Scientific classification
- Kingdom: Animalia
- Phylum: Chordata
- Class: Actinopterygii
- Order: Acanthuriformes
- Family: Chaetodontidae
- Genus: Chaetodon
- Subgenus: Chaetodon (Citharoedus)
- Species: C. reticulatus
- Binomial name: Chaetodon reticulatus G. Cuvier, 1831
- Synonyms: Citharoedus reticulatus (Cuvier, 1831); Chaetodon superbus Broussonet, 1831 ; Chaetodon superbus Lesson, 1831;

= Mailed butterflyfish =

- Genus: Chaetodon
- Species: reticulatus
- Authority: G. Cuvier, 1831
- Conservation status: DD
- Synonyms: Citharoedus reticulatus (Cuvier, 1831), Chaetodon superbus Broussonet, 1831 , Chaetodon superbus Lesson, 1831

Species of fish

The mailed butterflyfish (Chaetodon reticulatus), also known as the reticulated butterflyfish or black butterflyfish, is a species of marine ray-finned fish, a butterflyfish belonging to the family Chaetodontidae, This species is found on reefs in the central and western Pacific Ocean. It can be found in the aquarium trade.

==Description==
The mailed butterflyfish is a relatively dull-coloured species of butterflyfish and it has a mainly blackish body with light grey centres to the scales and a pale back. It has a broad vertical band with yellow edges which runs through the eye with a broad, white vertical band behind that. The dorsal fin is white, the anal fin. The caudal peduncle is black, while the caudal fin is whitish blue with a yellow band on the margin which itself has a black submargin. The tail of juveniles is transparent. The dorsal fin has 12-13 spines and 23-29 soft rays, while the anal fin has 3 spines and 20-22 soft rays. This species attains a maximum total length of 18 cm.

==Distribution==
The mailed butterflyfish has a wide distribution in the western central Pacific, and it is found from Taiwan and the Philippines through Polynesia as far as Hawaii, the Marquesas Islands and the Pitcairn Islands. It extends north as far as the Ryukyu Islands south to New Caledonia. In Australia, it is found on the Great Barrier Reef with juveniles as far south as the Solitary Islands.

==Habitat and biology==
The mailed butterflyfish is a relatively common species of exposed seaward reefs, but it may also be found in sheltered lagoon areas, where there is a rich growth of corals and clear water. The juveniles prefer more protected waters than the adults. It is normally encountered in pairs, but schools have been recorded. These fish live at depths between 1 and 30 m and are obligate corallivores that feed mainly on the species in the genus Acropora. This species is oviparous and they breed in monogamous pairs.

[Natural-language object grounding data]

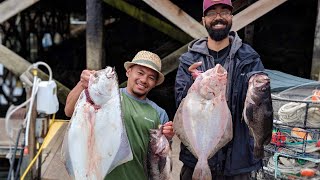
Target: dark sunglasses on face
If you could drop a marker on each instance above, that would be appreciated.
(214, 14)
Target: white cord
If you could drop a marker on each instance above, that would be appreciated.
(26, 123)
(35, 65)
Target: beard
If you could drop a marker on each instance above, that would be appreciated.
(218, 34)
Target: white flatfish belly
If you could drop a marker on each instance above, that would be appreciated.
(203, 120)
(96, 140)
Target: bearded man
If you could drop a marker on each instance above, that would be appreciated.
(222, 46)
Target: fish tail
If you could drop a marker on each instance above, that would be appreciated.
(202, 171)
(258, 153)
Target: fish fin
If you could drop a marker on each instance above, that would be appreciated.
(201, 171)
(249, 100)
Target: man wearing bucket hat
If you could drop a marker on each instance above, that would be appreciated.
(144, 73)
(222, 46)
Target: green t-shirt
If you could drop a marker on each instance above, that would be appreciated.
(139, 117)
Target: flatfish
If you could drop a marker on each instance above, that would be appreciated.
(203, 120)
(96, 140)
(159, 156)
(258, 112)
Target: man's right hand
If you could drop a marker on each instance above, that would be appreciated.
(194, 71)
(84, 78)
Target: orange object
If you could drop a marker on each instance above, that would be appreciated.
(307, 172)
(300, 133)
(278, 138)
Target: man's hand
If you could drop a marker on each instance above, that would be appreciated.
(194, 71)
(84, 78)
(168, 130)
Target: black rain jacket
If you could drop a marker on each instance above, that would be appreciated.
(242, 62)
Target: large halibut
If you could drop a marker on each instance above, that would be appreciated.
(203, 120)
(96, 140)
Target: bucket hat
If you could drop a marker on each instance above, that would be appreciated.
(149, 60)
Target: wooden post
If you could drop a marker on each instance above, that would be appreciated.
(10, 8)
(315, 67)
(253, 12)
(94, 32)
(150, 20)
(17, 65)
(249, 29)
(31, 137)
(178, 17)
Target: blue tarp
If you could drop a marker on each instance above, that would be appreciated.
(281, 81)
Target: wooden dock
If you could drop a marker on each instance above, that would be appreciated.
(52, 164)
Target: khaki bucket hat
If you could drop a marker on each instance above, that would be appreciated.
(147, 59)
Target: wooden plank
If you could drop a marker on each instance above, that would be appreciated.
(178, 17)
(18, 65)
(253, 12)
(150, 20)
(94, 35)
(315, 67)
(5, 141)
(10, 8)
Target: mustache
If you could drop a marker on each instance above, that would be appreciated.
(219, 21)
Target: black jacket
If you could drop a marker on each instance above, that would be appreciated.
(241, 63)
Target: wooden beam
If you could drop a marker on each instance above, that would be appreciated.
(94, 35)
(171, 62)
(253, 12)
(18, 65)
(150, 20)
(315, 67)
(10, 8)
(178, 17)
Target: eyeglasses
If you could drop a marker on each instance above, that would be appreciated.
(223, 14)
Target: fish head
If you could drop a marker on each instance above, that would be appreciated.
(213, 83)
(158, 142)
(102, 85)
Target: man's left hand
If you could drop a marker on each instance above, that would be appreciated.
(168, 130)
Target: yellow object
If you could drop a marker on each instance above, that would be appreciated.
(55, 125)
(300, 133)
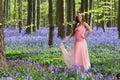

**Exercise set:**
1. Decide whether each statement agrees with the text on the mailed butterflyfish: (a) juveniles prefer more protected waters than adults, (b) the species lives at depths down to 50 m, (c) it is usually encountered alone. Answer each with yes or no and quote the deciding words of the text.
2. Answer these questions from the text on the mailed butterflyfish.
(a) What maximum total length does the species attain?
(b) On which reef is it found in Australia?
(c) Species of which genus does it mainly feed on?

**Set of answers:**
1.
(a) Yes: "The juveniles prefer more protected waters than the adults."
(b) No: "These fish live at depths between 1 and 30 m"
(c) No: "It is normally encountered in pairs"

2.
(a) 18 cm
(b) The Great Barrier Reef
(c) Acropora